▶ **Extrait du document**:
>>>>>

Programmations : le casse-tête pour éviter le casse-pipe

dossier : embouteillage / Ce n'est un secret pour personne : le monde de la culture a subi de plein fouet la crise du Covid 19 dans une confusion générale des plus frustrantes. Pour un coup d’œil dans le rétroviseur sans quitter la route des yeux, revenons avec quelques professionnels du milieu sur l’imbroglio des programmations qui complique la donne.

Programmateurs, producteurs, gérants de salles, collectivités locales, techniciens, artistes, tous ont vécu avec les mêmes sueurs froides les déprogrammations en cascades, les annulations et les reports, les vrais et les faux espoirs. Responsable du développement des publics à la Comédie de Saint-Étienne, Julien Devillers dresse le bilan. « Nous avons dû annuler 14 spectacles sur la saison passée, soit 57 représentations non jouées. Seulement 4 d’entre eux ont pu être reportés sur la saison 21/22. Lors de notre réouverture en juin dernier, 10 spectacles ont pu être joués, soit 32 représentations sauvées. 60% de notre public a fait don à La Comédie des places perdues, déclinant notre proposition de remboursement. C’est un geste très fort. »

Au Centre Culturel de la Ricamarie, 10 spectacles ont été annulés sur les deux dernières saisons, dont 6 seront reprogrammés cette année. Cécile Moulin précise : « L'idée est de ne pas abandonner les créations de la saison dernière, tout en évitant d’impacter celles à venir. Pour cette nouvelle saison, nous avons augmenté le nombre de spectacles et le nombre de représentations, grâce notamment au plan de relance pour la culture. »

Les salles obscures ont, elles aussi, été mises à mal. Directeur des cinémas Le Méliès, Paul-Marie Claret explique : « Nous avons connu 7 mois de fermeture, soit plus de 5200 séances qui n'ont pas pu se tenir. On ne peut pas tout à fait parler d'annulations mais plutôt du choix que certains distributeurs ont fait de diffuser sur des plateformes des films qui devaient sortir en salles ! A l’inverse, nous avons dû faire face à une offre très importante au moment de la réouverture, car les films se sont inévitablement accumulés. »

Le bon timing

Dans les bureaux de la SMAC stéphanoise, Marilou Andrieu fait les comptes : « Une centaine de concerts ont été touchés, en grande partie annulés. Nous avons toutefois reporté en priorité les groupes accompagnés par Le Fil à travers ses différents dispositifs. Nous aurons donc plusieurs reports de dates à l’automne, avec bien sûr beaucoup de nouveaux projets artistiques. » Administrateur du Solar, Alexis Burlot a dû mille fois réajuster le calendrier des concerts du nouveau jazz club stéphanois porté par l’association Gaga Jazz. « Nous avons annulé 5 concerts sur la fin de la saison 19-20 et une quinzaine sur la saison 20-21. Parmi toutes ces dates, une majorité sont reportées sur la saison 21-22 qui débute. Plusieurs événements, comme la venue de notre parrain Laurent de Wilde et de notre marraine Anne Paceo, sont des projets qui étaient initialement prévus sur les deux saisons précédentes. Pendant les fermetures, nous avons accueilli sept groupes en résidence ainsi qu’un livestream à l’occasion du Jazz Day. »

<<<<<

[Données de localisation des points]
>>>>>

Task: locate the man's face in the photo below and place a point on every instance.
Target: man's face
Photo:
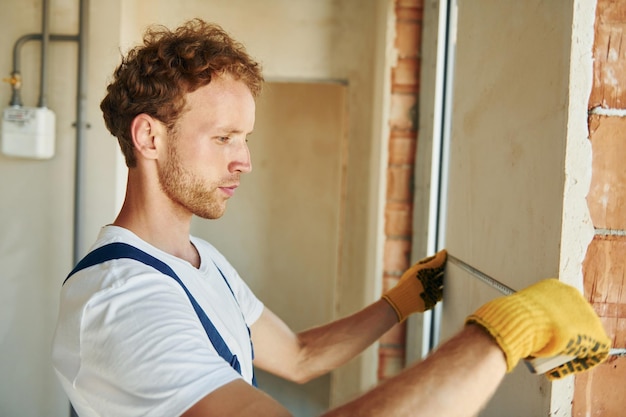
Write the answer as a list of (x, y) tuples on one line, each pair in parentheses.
[(208, 150)]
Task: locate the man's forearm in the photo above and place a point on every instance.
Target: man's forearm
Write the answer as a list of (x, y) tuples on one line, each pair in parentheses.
[(439, 385)]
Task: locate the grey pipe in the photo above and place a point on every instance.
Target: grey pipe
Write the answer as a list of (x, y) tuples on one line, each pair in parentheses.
[(45, 42), (16, 99), (81, 124), (81, 133)]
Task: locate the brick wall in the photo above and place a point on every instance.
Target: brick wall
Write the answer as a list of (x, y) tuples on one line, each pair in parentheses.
[(402, 145), (601, 391)]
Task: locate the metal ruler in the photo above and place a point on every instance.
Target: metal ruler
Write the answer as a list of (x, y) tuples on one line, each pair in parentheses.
[(536, 365)]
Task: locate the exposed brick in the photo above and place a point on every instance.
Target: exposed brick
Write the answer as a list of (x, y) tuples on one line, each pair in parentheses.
[(600, 392), (410, 14), (605, 283), (405, 76), (400, 183), (402, 146), (607, 192), (408, 39), (403, 112), (409, 3), (399, 219), (609, 56), (396, 256)]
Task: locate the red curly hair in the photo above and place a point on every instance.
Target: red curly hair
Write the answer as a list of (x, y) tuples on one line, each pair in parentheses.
[(154, 77)]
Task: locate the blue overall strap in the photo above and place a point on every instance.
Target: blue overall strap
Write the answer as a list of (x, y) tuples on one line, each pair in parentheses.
[(120, 250)]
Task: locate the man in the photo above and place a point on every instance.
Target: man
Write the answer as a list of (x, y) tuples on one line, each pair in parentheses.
[(156, 322)]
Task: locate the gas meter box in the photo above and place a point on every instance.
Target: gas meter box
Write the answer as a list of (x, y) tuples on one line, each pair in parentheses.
[(28, 132)]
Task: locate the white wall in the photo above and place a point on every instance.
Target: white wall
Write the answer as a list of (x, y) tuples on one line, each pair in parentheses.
[(294, 39)]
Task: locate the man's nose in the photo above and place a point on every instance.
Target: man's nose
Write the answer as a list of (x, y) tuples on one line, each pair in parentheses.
[(242, 161)]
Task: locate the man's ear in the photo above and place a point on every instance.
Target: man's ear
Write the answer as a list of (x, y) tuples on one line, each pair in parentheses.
[(146, 132)]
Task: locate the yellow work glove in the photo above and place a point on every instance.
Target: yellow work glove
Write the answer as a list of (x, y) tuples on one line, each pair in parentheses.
[(546, 319), (420, 287)]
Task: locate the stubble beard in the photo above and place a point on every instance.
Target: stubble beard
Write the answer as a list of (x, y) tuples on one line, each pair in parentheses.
[(187, 190)]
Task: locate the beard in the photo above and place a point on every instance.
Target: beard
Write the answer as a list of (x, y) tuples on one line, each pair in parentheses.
[(187, 190)]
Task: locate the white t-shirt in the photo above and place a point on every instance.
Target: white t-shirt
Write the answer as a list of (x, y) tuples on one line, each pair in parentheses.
[(128, 342)]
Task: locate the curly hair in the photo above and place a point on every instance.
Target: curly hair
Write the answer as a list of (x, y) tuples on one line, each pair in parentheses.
[(154, 77)]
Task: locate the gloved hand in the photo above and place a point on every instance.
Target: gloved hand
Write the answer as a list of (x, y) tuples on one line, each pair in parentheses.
[(546, 319), (420, 287)]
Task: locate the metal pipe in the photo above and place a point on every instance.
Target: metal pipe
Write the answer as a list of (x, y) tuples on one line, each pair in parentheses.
[(81, 125), (45, 42), (81, 131)]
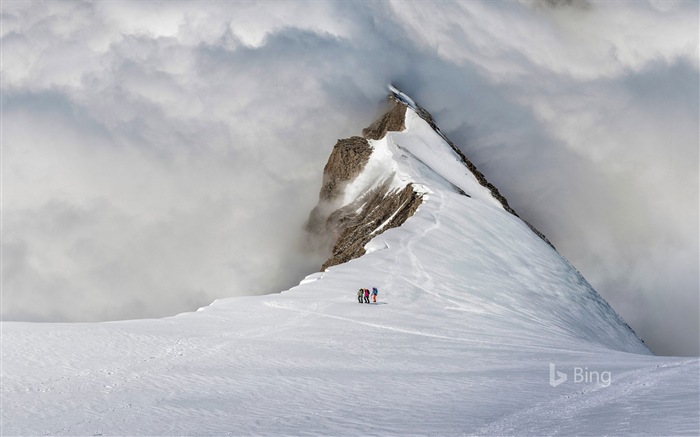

<<<<<

▶ **Consignes**:
(1) Recopiez le passage de l'article sur les programmations culturelles depuis "Programmations : le" jusqu'à "complique la donne." inclus.
(2) Poursuivez l'article sur les programmations culturelles bouleversées par le Covid, à la suite de sa dernière phrase.

▶ **Réponses données**:
(1)
Programmations : le casse-tête pour éviter le casse-pipe

dossier : embouteillage / Ce n'est un secret pour personne : le monde de la culture a subi de plein fouet la crise du Covid 19 dans une confusion générale des plus frustrantes. Pour un coup d’œil dans le rétroviseur sans quitter la route des yeux, revenons avec quelques professionnels du milieu sur l’imbroglio des programmations qui complique la donne.

(2)
La directrice du Zénith (qui publiait un « no culture no future » sur sa page Facebook l’année passée à la même époque), évoque « un vrai soulagement » d’ouvrir à nouveau les portes après plus d’un an et demi de fermeture. Sylvie Liogier reconnait que « les dates reportées et celles des nouvelles tournées se chevauchent ». Pour autant tout semble finalement s’ordonner dans une programmation qui aligne déjà une cinquantaine de spectacles jusqu’en… avril 2023 !

Avec le groupe Semelles Funky qu’il dirige, le bassiste David Mohamed livrait le 17 septembre dernier un show autant jouissif que cathartique, à l’occasion de la Fête la Comédie (voir notre photo de UNE). Le musicien garde le moral : « J’ai arrêté de compter les annulations et reports qui ont affecté les différentes formations dans lesquelles je joue. La période a été vraiment déprimante. Mais j’ai eu aussi le temps de réfléchir et de discuter avec les copains pour imaginer de nouveaux projets. » The show must go on !

Du côté des festivals

Après le rendez-vous manqué de son trentième anniversaire l’an passé, le festival des Oreilles en Pointe semble rebondir de belle manière, annonçant neuf soirées prometteuses. Son fondateur et directeur artistique, Tibert, revient sur la difficulté de retricoter une programmation après la douche froide d’une annulation totale et l'essorage des annonces contradictoires sur les conditions de reprise. « Tous nos concerts de 2020 ont été annulés. Le Covid nous a donc obligés à être plus imaginatifs, à mettre l'accent sur les découvertes locales, à trouver d'autres façons de programmer avec également de nouveaux partenariats. Reprogrammer un artiste un an plus tard est toujours compliqué. Certains, comme Kery James, n'étaient plus en tournée en novembre, j'ai donc transmis le contrat à la ville du Chambon-Feugerolles pour un concert en janvier 2022. Pour autant, trois de nos soirées prévues en 2020 ont été reportées sur le programme de cette année. Un certain nombre de salles ont fermé leur programmation à cause des reports, de nombreux artistes ont ainsi trouvé porte close. Notre festival est donc pour quelques-uns d’entre eux une belle opportunité de rejouer devant un vrai public. ».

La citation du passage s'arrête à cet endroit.